- _WHAT YOU WILL DO_: Copy out below, with no changes, the lines beginning with the one containing "Where can you see the cloud" and ending with the one containing "column 629, row 115".

(Point annotation data)
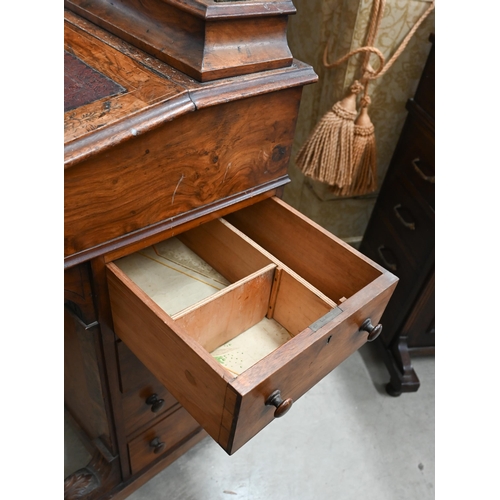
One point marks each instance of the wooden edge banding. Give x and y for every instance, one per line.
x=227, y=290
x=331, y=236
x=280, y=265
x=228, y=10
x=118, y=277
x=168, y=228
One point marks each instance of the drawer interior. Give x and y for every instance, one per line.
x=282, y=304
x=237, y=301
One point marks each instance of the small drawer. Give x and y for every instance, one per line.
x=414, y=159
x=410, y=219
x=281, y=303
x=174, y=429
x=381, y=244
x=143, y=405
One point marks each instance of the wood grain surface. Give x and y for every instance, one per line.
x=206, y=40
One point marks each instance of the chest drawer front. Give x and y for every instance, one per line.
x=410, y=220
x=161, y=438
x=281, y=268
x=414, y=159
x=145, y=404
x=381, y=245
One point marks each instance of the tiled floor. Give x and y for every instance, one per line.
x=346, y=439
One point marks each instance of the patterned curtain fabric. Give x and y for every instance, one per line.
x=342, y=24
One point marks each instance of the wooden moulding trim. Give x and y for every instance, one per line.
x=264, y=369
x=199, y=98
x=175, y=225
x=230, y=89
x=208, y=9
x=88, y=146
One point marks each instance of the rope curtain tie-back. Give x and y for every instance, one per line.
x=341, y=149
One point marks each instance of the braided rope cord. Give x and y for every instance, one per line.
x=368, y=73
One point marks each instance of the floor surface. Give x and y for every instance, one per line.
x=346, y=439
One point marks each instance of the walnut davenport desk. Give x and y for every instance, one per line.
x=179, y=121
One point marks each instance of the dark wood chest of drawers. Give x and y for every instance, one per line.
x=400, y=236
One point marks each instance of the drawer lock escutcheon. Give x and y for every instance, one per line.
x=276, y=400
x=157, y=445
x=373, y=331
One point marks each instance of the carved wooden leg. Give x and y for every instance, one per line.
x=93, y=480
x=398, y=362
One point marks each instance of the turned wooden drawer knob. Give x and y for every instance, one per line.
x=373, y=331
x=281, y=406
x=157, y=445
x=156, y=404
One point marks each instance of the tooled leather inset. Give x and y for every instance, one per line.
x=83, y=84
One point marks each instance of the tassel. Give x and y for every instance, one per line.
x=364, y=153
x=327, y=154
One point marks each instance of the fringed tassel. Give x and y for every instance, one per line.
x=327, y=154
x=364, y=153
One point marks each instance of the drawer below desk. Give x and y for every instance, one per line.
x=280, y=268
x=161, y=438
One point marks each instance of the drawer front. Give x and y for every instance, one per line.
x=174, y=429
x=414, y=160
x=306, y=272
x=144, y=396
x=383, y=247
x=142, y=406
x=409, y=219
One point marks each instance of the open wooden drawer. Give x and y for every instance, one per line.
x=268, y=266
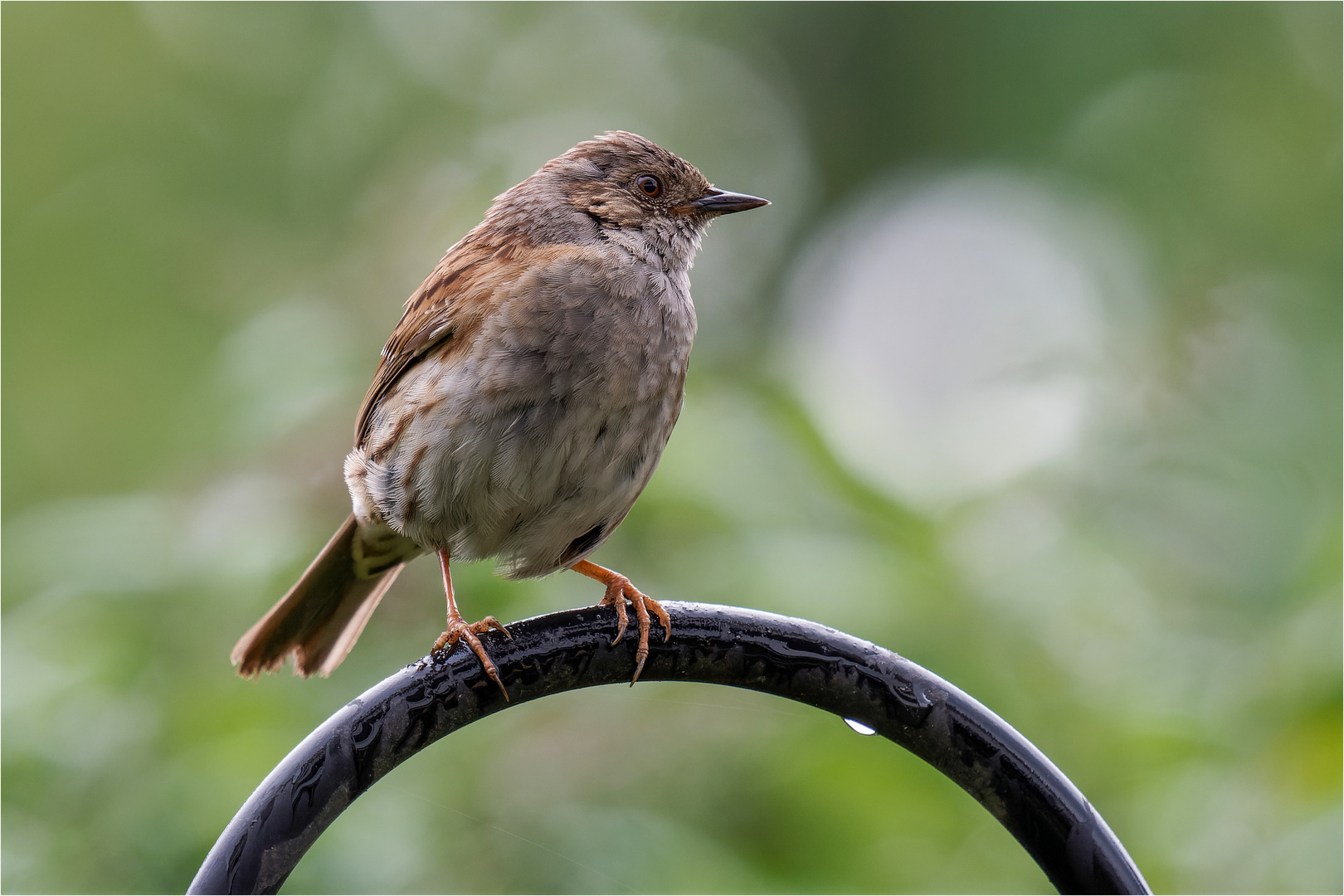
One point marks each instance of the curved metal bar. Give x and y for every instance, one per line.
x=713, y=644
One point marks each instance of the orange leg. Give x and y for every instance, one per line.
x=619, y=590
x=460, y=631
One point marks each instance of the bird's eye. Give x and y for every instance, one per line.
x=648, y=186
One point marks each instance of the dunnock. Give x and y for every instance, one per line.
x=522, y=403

---

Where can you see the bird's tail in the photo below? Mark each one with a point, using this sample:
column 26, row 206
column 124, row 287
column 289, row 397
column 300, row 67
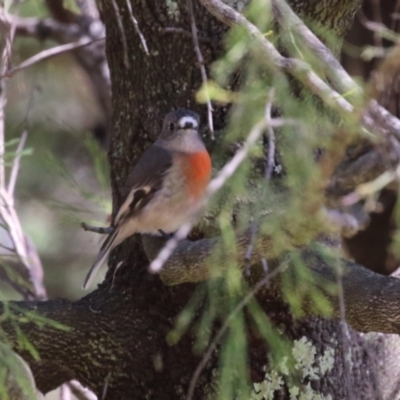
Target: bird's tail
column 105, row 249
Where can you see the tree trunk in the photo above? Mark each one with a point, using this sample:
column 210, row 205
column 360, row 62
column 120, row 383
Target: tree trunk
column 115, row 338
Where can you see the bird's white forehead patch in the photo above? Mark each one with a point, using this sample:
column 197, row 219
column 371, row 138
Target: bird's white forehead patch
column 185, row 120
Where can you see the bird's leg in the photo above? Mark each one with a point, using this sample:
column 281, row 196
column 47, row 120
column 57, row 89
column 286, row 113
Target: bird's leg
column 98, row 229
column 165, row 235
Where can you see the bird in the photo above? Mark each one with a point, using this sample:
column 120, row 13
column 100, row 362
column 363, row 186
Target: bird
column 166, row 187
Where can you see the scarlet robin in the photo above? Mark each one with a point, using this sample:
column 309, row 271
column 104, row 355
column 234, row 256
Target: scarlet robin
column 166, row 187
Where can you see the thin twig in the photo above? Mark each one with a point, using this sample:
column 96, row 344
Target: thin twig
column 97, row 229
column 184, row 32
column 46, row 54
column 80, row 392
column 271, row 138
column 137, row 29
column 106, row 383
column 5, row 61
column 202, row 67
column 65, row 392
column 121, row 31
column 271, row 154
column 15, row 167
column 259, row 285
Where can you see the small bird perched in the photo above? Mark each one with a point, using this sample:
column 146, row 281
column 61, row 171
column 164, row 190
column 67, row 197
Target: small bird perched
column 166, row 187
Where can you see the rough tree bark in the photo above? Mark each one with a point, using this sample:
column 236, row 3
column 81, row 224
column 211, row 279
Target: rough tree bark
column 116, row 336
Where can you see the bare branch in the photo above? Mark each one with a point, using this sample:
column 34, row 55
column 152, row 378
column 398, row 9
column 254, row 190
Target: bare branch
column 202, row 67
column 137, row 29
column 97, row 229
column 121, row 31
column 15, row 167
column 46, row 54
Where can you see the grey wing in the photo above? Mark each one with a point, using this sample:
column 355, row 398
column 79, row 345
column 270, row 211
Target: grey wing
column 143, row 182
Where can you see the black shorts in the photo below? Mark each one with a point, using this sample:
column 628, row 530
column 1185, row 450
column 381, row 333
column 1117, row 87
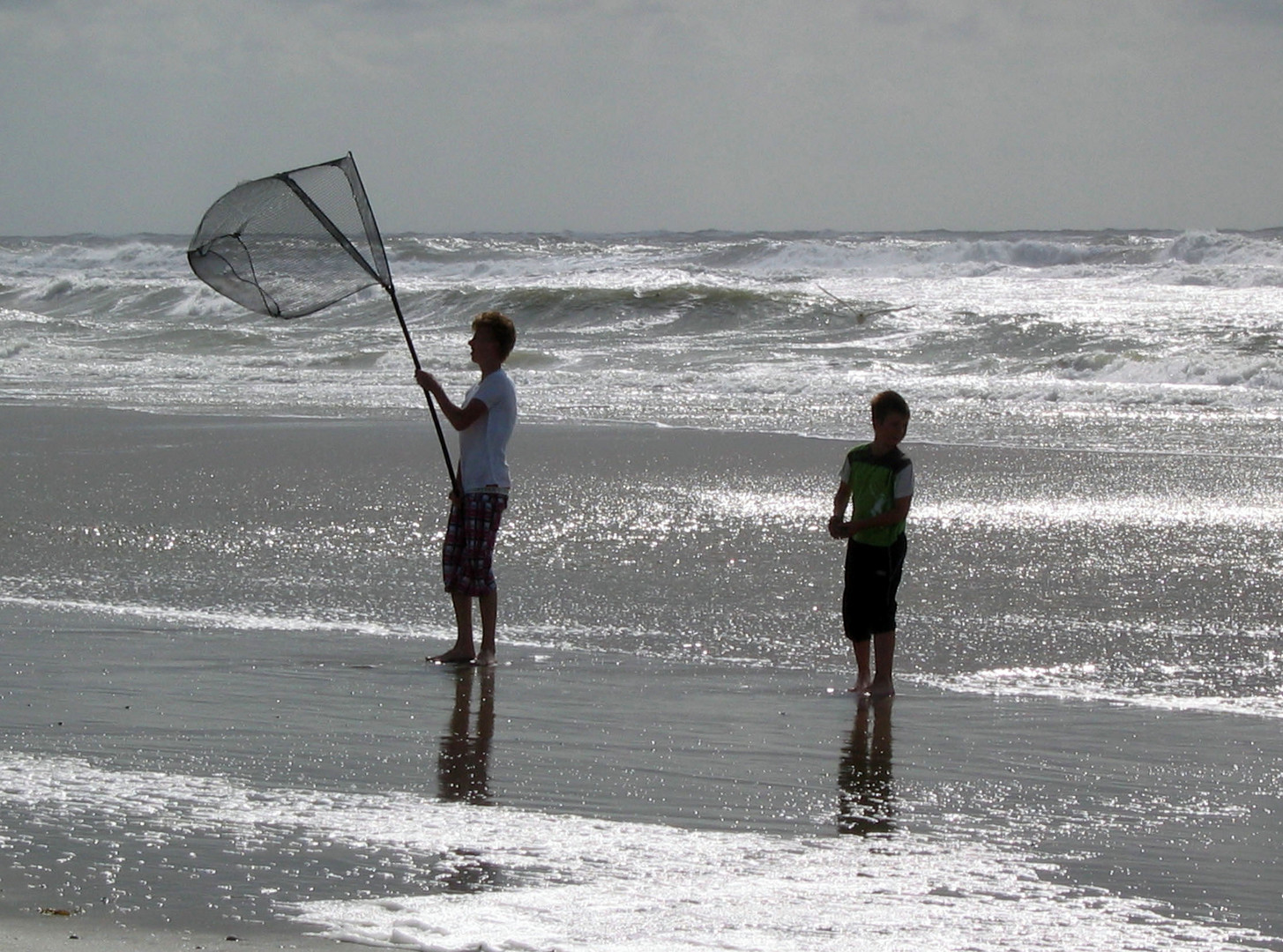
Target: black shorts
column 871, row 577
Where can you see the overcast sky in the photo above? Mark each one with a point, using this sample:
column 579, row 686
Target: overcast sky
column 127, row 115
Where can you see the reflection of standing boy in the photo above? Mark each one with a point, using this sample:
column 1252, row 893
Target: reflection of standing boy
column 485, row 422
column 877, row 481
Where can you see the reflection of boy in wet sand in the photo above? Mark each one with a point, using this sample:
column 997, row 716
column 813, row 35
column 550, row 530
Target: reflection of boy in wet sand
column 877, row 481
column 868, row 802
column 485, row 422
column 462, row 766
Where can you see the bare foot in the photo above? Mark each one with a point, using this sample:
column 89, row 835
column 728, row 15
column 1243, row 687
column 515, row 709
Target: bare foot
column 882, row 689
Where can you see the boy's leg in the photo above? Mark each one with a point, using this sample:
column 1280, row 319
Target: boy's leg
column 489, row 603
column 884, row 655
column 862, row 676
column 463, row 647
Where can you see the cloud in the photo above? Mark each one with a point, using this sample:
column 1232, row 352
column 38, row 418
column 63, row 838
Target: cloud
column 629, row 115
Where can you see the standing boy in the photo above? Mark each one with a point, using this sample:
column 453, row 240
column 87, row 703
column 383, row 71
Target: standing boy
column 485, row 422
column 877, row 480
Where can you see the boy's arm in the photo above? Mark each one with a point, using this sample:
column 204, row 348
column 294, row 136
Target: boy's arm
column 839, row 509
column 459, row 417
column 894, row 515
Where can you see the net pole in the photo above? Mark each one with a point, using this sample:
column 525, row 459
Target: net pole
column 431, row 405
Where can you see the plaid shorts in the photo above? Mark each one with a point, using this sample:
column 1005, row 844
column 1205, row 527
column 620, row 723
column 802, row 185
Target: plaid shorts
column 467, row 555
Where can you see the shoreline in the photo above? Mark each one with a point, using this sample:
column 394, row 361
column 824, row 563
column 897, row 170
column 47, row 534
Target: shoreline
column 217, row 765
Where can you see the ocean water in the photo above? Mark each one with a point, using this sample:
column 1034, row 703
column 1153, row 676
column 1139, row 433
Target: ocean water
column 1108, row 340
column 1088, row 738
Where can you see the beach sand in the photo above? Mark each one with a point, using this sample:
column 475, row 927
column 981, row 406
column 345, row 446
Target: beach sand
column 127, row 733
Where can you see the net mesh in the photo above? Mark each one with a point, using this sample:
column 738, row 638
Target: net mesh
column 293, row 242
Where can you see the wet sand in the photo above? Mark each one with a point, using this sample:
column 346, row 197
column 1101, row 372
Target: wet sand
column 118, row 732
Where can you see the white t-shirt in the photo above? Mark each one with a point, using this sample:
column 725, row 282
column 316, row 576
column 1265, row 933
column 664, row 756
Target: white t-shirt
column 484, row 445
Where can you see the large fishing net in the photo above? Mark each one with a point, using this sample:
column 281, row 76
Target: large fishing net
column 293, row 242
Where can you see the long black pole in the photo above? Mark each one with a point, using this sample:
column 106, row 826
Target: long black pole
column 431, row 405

- _WRITTEN SOLUTION_:
Where can you see the cloud in the photo above? Mark each one with a point, using this sample:
column 1232, row 352
column 38, row 418
column 63, row 838
Target: cloud
column 629, row 115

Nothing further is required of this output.